### WORK INSTRUCTION
From the account of the CCU students' visit to the J. Reuben Long Detention Center, copy out word for word the passage starting with "According to a" and going on through "Coastal Carolina University.".

### SOURCE TEXT
BEGIN

CCU students visit the J Reuben Long Detention Center
The room was white, just white. From the ceilings to the floor, nothing but vast emptiness. People say white is supposed to be the color of purity, but as I stood there, and stared at that wall all I saw was immorality.
I didn’t want to imagine the bile, blood, or feces that had been splattered on that wall. I didn’t want to think of the stories this room had. The only thing I could think of was if I had to stare at this empty wall all day, I’d probably go crazy.
According to a 2018 report from the Bureau of Justice Statistics, nearly 2.2 million adults were held in America’s prisons and jails at the end of 2016. Nearly 2.2 million have to stare at the blank wall every day.
Unlike those incarcerated, when the tour was over I got to leave. After those few short minutes in that cell, I promised myself I would never go back.
I had visited J. Reuben Long Detention Center, as part of a class field trip for a Criminology course at Coastal Carolina University.

END

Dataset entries

BEGIN

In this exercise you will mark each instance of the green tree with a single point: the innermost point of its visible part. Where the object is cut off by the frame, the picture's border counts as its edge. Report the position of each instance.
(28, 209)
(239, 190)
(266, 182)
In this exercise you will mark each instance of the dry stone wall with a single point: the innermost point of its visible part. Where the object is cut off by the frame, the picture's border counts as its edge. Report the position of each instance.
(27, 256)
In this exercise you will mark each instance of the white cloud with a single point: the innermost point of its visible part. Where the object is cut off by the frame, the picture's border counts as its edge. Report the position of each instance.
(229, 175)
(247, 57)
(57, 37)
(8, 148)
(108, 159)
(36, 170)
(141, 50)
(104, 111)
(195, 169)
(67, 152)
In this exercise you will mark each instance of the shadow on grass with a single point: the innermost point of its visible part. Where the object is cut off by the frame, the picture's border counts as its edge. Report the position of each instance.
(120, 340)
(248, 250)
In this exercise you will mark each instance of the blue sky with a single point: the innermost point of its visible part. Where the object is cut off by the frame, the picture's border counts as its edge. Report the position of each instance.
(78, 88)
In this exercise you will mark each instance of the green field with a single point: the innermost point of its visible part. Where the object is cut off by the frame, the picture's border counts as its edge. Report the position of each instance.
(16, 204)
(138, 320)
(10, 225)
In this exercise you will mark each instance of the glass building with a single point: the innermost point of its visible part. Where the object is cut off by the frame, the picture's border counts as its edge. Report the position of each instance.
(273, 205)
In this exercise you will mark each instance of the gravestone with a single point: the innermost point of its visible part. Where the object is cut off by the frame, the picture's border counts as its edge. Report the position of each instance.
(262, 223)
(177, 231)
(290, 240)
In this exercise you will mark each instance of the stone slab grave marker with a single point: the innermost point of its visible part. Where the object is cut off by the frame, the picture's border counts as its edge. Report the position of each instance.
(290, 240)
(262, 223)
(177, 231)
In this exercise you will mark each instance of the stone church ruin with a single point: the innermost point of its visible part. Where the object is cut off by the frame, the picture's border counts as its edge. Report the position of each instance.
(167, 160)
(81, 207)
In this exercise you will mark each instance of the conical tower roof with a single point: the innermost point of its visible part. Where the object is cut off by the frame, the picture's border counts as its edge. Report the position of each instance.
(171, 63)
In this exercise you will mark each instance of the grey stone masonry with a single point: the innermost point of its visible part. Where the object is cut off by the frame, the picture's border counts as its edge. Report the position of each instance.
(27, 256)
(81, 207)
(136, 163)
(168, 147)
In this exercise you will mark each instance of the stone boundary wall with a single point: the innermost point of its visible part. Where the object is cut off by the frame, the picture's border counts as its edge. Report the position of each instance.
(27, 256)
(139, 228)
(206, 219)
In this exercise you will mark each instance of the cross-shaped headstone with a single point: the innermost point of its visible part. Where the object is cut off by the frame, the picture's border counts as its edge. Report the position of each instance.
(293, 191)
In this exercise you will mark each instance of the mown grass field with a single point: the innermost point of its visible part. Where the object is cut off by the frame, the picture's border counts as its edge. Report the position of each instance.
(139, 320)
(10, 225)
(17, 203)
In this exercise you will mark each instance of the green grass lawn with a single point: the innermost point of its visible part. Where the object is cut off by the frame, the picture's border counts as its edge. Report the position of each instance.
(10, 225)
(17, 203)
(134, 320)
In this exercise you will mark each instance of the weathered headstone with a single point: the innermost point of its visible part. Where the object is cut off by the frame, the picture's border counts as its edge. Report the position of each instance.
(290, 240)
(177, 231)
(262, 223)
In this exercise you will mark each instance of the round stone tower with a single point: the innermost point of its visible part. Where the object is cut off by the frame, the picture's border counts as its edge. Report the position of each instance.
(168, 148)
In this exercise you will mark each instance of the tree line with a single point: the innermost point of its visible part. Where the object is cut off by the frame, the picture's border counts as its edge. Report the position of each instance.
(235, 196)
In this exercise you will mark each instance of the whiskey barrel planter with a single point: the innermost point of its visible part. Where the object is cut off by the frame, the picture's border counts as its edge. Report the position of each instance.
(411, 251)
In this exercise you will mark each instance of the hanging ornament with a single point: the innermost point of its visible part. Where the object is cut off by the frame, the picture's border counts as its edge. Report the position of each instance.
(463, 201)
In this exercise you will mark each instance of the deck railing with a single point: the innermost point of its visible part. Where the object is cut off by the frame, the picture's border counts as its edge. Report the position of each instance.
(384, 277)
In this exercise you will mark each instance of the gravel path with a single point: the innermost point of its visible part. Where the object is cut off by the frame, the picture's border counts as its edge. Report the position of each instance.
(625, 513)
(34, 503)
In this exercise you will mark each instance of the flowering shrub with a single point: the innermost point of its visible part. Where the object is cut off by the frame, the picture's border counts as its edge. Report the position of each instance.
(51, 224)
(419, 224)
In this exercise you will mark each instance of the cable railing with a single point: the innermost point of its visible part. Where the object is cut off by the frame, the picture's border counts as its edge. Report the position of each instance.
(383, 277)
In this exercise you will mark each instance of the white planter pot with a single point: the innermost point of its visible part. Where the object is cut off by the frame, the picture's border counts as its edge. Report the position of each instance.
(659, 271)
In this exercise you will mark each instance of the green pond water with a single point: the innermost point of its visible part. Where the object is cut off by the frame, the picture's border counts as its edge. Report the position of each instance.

END

### WRITTEN SOLUTION
According to a 2018 report from the Bureau of Justice Statistics, nearly 2.2 million adults were held in America’s prisons and jails at the end of 2016. Nearly 2.2 million have to stare at the blank wall every day.
Unlike those incarcerated, when the tour was over I got to leave. After those few short minutes in that cell, I promised myself I would never go back.
I had visited J. Reuben Long Detention Center, as part of a class field trip for a Criminology course at Coastal Carolina University.